*Supplied entries*.
◇ ◇ ◇ ◇ ◇
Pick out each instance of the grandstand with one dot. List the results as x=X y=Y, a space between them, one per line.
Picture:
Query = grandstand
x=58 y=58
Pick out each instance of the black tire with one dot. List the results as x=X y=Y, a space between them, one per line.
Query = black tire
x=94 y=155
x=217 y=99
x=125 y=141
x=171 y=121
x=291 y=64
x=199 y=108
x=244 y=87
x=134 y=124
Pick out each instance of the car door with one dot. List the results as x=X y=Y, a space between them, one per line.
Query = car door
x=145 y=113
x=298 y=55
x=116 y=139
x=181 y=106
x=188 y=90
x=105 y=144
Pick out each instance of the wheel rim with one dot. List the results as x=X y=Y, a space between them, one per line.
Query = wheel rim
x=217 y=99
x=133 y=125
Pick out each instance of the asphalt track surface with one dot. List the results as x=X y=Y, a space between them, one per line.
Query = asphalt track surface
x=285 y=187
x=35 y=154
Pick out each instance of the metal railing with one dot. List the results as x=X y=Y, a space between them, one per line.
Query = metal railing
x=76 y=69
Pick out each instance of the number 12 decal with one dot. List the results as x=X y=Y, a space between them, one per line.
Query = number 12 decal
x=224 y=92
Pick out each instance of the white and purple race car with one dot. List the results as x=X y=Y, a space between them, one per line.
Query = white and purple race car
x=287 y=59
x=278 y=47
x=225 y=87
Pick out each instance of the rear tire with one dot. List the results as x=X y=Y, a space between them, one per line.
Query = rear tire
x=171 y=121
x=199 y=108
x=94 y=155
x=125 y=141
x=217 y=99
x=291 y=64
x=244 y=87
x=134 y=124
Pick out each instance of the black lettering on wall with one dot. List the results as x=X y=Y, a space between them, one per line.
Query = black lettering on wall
◇ ◇ ◇ ◇ ◇
*Task objective*. Please repeat the entries above, switching every "with one dot" to "with a single dot" and leaving everything else unchanged.

*Written response*.
Pick out each instance of the grandstand with a single dot. List the results as x=X y=Y, a space between them, one per line.
Picture:
Query = grandstand
x=58 y=58
Pick out each instance of the black tire with a single dot. List the results as x=X y=Y, a space between them, one per line.
Query = black tire
x=94 y=155
x=217 y=99
x=125 y=141
x=171 y=121
x=291 y=64
x=199 y=108
x=244 y=87
x=134 y=124
Pick out each instance of the car door with a single dot. List the results as x=X y=Y, a space between them, one per line.
Query = car door
x=145 y=113
x=298 y=55
x=116 y=139
x=181 y=106
x=188 y=90
x=105 y=144
Pick out each instance of the wheel rim with a single dot. List the results as x=X y=Y, a space between them, one per line.
Query = wheel rim
x=217 y=99
x=133 y=125
Pick out each instance of the asphalt track surface with a single dot. List the results as x=X y=Y, a space between them, one per line.
Query = asphalt track surface
x=285 y=187
x=35 y=154
Pick out each instance of the metal railing with a single dot. List the results as x=X y=Y, a space between them, one per line.
Query = metal railing
x=76 y=69
Pick out each instance of the number 12 decal with a single dot. List the results as x=X y=Y, a space between them, one per line.
Query = number 12 decal
x=224 y=92
Pick out each instance of the white and purple race car with a single dot. List the results as x=X y=Y, a space between them, one per line.
Query = white and purple race car
x=287 y=59
x=278 y=47
x=225 y=87
Pick out each instance of the rear tire with a single dot. List the results as x=X y=Y, a space between them, one per line.
Query = rear tire
x=171 y=121
x=199 y=108
x=94 y=155
x=125 y=141
x=217 y=99
x=291 y=64
x=244 y=87
x=134 y=124
Pick out each instance of the black lettering on wall with a single dot. List the results as x=X y=Y, a space between them, one per line.
Query = black lettering on wall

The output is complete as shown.